▽

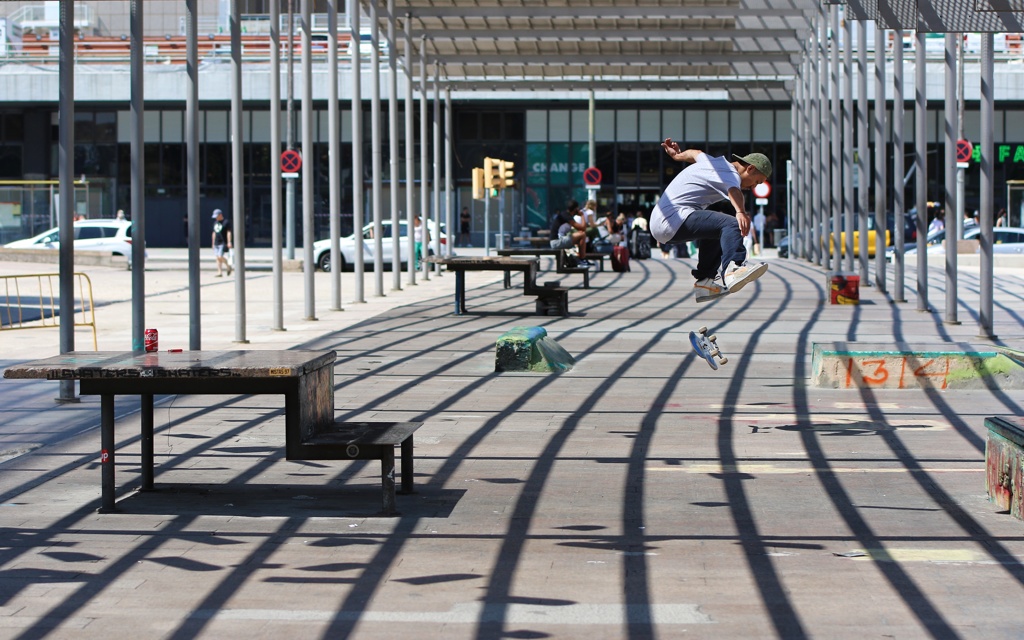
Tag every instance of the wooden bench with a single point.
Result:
(561, 265)
(550, 300)
(304, 378)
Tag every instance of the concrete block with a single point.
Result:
(529, 348)
(947, 366)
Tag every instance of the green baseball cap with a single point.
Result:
(758, 161)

△

§ **Task to complete**:
Copy out the whole listing exactly. Skip its pictures.

§ **Response to this exercise**:
Tag every instance of the wooden bench with a single point.
Result:
(561, 265)
(550, 300)
(304, 378)
Tag every instance of the concrete block with a single point.
Result:
(529, 348)
(947, 366)
Tag every instance of the green baseball cap with a single point.
Result:
(758, 161)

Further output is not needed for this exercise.